### YOUR OBJECTIVE
Copy every entry below verbatim, line for line.

"""

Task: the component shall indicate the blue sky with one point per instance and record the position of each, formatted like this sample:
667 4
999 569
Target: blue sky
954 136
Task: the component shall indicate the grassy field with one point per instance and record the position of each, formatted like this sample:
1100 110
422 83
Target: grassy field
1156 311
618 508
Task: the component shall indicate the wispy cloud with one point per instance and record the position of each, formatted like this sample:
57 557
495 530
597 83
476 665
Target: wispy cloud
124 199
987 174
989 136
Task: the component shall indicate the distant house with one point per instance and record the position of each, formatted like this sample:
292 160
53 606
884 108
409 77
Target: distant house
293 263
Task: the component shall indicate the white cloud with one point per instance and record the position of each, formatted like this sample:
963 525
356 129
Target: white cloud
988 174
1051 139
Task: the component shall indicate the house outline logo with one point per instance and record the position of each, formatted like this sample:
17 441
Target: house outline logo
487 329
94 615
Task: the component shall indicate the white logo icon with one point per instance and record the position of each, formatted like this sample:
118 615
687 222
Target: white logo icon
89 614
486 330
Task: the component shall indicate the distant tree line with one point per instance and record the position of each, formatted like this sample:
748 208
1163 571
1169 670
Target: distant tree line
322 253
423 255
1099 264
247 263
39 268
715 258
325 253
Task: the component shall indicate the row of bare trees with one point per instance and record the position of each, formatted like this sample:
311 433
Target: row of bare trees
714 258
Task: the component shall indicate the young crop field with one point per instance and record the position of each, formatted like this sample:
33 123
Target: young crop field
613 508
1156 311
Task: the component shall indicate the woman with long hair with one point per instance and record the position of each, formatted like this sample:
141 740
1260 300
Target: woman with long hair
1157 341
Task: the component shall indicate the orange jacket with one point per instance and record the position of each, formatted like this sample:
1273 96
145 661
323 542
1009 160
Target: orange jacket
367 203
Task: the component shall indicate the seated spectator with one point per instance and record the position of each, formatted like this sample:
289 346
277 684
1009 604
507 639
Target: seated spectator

"""

### COMPLETE ANSWER
Task: the component shall indicate the blue sky with one point per instance and record the position of each, formatted like this sample:
667 4
999 569
Target: blue sky
954 136
Task: the component shall indicate the grassy field with one point per instance and record the position of each, formatted like this sample:
1100 110
422 83
Target: grassy field
1156 311
618 508
Task: the component shall indicate the wispy cloud with one point per instance and record the position of each, formatted like this sample:
57 557
495 530
597 83
476 665
Target: wispy cloud
124 199
987 174
989 136
Task: the component shall indicate the distant house with one point per instance and record the position of each, formatted like this sample:
292 160
53 606
884 108
409 77
Target: distant house
293 263
Task: the component shall indicate the white cloud with one point per instance and record the position of each, formatted like this sample:
963 525
356 129
Target: white cloud
988 174
1051 139
Task: the component shall indicate the house outline logo with one point per instance and record the position of each, formatted like this sample:
17 441
Target: house outline logo
487 329
94 615
Task: the component shall indicate the white logo icon with one point per instance and record the position of each, formatted like this sample:
118 615
687 222
Target: white logo icon
89 614
486 330
Task: the component shall indicate the distant tree line with one point per instance and record the position of each, formatted like this sample:
748 208
1163 571
1169 670
Target: distant tree line
322 253
423 255
1099 264
247 263
39 268
715 258
325 253
Task: the component shall indicate the row of bare trees with one point per instance and record the position of each, formatted like this sample:
311 433
Target: row of bare trees
714 258
Task: the component shall indicate the young crop field with one point per instance and record the position of each, formatted like this sample:
33 123
Target: young crop field
613 508
1156 311
Task: the component shall indicate the woman with long hair with one point per instance and record the position of each, formatted like this sample:
141 740
1260 300
Target: woman with long hair
1157 341
Task: the component shall indicate the orange jacket with one point per instance and record the position of each, formatted like this sample:
1273 96
145 661
323 542
1009 160
Target: orange jacket
367 203
Task: the component shall indicate the seated spectator with one point per instance and record the position of each, formatted like this sample:
289 346
277 684
1009 604
507 639
Target: seated spectator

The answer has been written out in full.